**Directions for this task**.
Can you put the listing below into a Markdown table with the columns "Number" and "Text", one row per line, skipping any blank lines?

**Records supplied**.
▼▼▼
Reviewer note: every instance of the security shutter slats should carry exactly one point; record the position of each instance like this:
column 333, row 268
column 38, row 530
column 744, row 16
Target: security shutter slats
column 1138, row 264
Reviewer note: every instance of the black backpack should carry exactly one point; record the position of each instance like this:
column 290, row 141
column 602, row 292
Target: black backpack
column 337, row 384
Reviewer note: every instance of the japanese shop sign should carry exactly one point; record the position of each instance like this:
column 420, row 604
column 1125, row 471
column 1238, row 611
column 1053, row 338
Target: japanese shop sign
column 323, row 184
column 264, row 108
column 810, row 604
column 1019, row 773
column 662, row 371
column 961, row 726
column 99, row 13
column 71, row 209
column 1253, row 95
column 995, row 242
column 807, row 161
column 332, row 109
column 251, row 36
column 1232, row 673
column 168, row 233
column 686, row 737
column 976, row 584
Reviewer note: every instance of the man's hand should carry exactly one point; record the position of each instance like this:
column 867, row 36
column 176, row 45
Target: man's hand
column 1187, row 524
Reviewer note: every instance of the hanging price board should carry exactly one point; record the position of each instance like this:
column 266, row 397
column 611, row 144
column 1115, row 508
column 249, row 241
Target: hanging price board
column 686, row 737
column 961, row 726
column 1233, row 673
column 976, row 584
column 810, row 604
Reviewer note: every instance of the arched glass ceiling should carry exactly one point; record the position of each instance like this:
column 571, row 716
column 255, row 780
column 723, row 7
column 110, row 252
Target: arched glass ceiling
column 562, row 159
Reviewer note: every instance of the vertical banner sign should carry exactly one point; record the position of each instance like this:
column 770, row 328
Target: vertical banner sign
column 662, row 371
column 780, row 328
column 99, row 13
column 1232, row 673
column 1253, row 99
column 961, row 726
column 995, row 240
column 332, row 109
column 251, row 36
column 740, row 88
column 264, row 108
▲▲▲
**Final answer**.
| Number | Text |
|---|---|
| 1 | Reviewer note: every instance of the security shutter slats should carry exactly one point; record the position of each instance like this: |
| 2 | column 333, row 268 |
| 3 | column 38, row 530 |
| 4 | column 744, row 16 |
| 5 | Target: security shutter slats |
| 6 | column 1138, row 264 |
| 7 | Reviewer note: every instance of the black backpack should carry exactly one point; record the position of each instance like this: |
| 8 | column 290, row 141 |
| 9 | column 602, row 292 |
| 10 | Target: black backpack |
| 11 | column 337, row 384 |
| 12 | Reviewer note: every instance of the japanese shop sign should carry exactly one point; record the position of each instance like this: |
| 13 | column 420, row 604 |
| 14 | column 1125, row 471 |
| 15 | column 1238, row 611 |
| 16 | column 1053, row 338 |
| 17 | Target: japanese shop sign |
| 18 | column 323, row 184 |
| 19 | column 264, row 108 |
| 20 | column 810, row 604 |
| 21 | column 1019, row 773 |
| 22 | column 662, row 371 |
| 23 | column 961, row 726 |
| 24 | column 99, row 13 |
| 25 | column 71, row 209 |
| 26 | column 1253, row 95 |
| 27 | column 995, row 242 |
| 28 | column 807, row 161 |
| 29 | column 332, row 109 |
| 30 | column 251, row 36 |
| 31 | column 1232, row 673 |
| 32 | column 168, row 233 |
| 33 | column 686, row 737 |
| 34 | column 976, row 584 |
| 35 | Reviewer note: every instance of the man's hand should carry exactly one point; record the position of each instance like this: |
| 36 | column 867, row 36 |
| 37 | column 176, row 45 |
| 38 | Target: man's hand |
| 39 | column 1187, row 524 |
| 40 | Reviewer note: every instance of the hanging price board should carry exactly one point; record the position of each instance like this: |
| 41 | column 266, row 397 |
| 42 | column 611, row 144 |
| 43 | column 1115, row 508 |
| 44 | column 249, row 241 |
| 45 | Target: hanging price board |
| 46 | column 686, row 737 |
| 47 | column 961, row 726 |
| 48 | column 1233, row 673 |
| 49 | column 976, row 584 |
| 50 | column 810, row 604 |
| 51 | Reviewer note: every instance of the arched glass ceiling should carry exactly one point; record the position of each instance like this: |
| 52 | column 571, row 716 |
| 53 | column 255, row 780 |
| 54 | column 723, row 7 |
| 55 | column 110, row 252 |
| 56 | Target: arched glass ceiling |
| 57 | column 562, row 159 |
| 58 | Reviewer note: every instance of the vertical banner sign should carry exactly one point; record the position of each instance like this: |
| 59 | column 770, row 328 |
| 60 | Target: vertical banner sign |
| 61 | column 662, row 371 |
| 62 | column 780, row 328 |
| 63 | column 99, row 13 |
| 64 | column 1232, row 673 |
| 65 | column 1253, row 99 |
| 66 | column 961, row 726 |
| 67 | column 995, row 240 |
| 68 | column 332, row 109 |
| 69 | column 251, row 36 |
| 70 | column 740, row 88 |
| 71 | column 264, row 108 |